• _What the task asks_
Output the entries as a two-column CSV with the headers request and answer, one row per entry, putting its text and its answer each in a single quoted field and turning line breaks into spaces. Begin at the line that has "position of curved" and stop after the last of the entries.

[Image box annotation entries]
☆ ☆ ☆
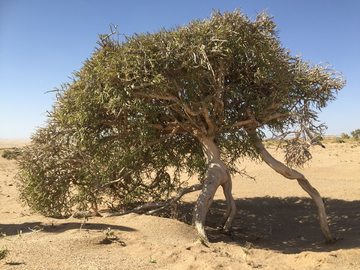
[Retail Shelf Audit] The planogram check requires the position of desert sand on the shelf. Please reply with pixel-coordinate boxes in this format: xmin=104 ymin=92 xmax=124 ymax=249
xmin=0 ymin=140 xmax=360 ymax=269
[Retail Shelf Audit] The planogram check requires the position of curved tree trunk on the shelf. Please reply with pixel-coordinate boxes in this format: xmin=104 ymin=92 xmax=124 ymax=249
xmin=193 ymin=137 xmax=236 ymax=243
xmin=255 ymin=140 xmax=333 ymax=243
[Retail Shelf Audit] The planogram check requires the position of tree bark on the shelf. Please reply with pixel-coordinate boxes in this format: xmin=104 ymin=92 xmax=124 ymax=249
xmin=255 ymin=140 xmax=333 ymax=243
xmin=193 ymin=136 xmax=236 ymax=243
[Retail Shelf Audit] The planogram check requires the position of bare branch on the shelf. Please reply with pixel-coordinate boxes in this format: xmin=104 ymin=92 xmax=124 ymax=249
xmin=103 ymin=184 xmax=203 ymax=218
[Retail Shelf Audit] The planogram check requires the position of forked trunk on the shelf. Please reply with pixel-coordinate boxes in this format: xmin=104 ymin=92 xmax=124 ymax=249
xmin=193 ymin=137 xmax=236 ymax=243
xmin=255 ymin=140 xmax=333 ymax=243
☆ ☆ ☆
• _Exercise answer_
request,answer
"[Retail Shelf Audit] The planogram check requires the position of curved tree trunk on the shelf. Please reply with pixel-coordinate boxes in this format: xmin=104 ymin=92 xmax=124 ymax=249","xmin=193 ymin=137 xmax=236 ymax=243 xmin=255 ymin=140 xmax=333 ymax=243"
"[Retail Shelf Audit] The planogram check requires the position of tree bark on the shelf. Please reply with pixel-coordinate boxes in this format: xmin=104 ymin=92 xmax=124 ymax=249","xmin=255 ymin=140 xmax=333 ymax=243 xmin=193 ymin=136 xmax=236 ymax=243"
"[Retail Shelf Audit] The planogram check requires the position of bare branch on the shelf. Please reply with pixel-coordinate boxes in this format: xmin=104 ymin=92 xmax=124 ymax=249","xmin=103 ymin=184 xmax=203 ymax=218"
"[Retail Shelf Audit] The planogram check requires the position of forked trunk on the shelf. Please reply with pixel-coordinate boxes in this format: xmin=104 ymin=92 xmax=124 ymax=249","xmin=193 ymin=137 xmax=236 ymax=243 xmin=255 ymin=140 xmax=333 ymax=243"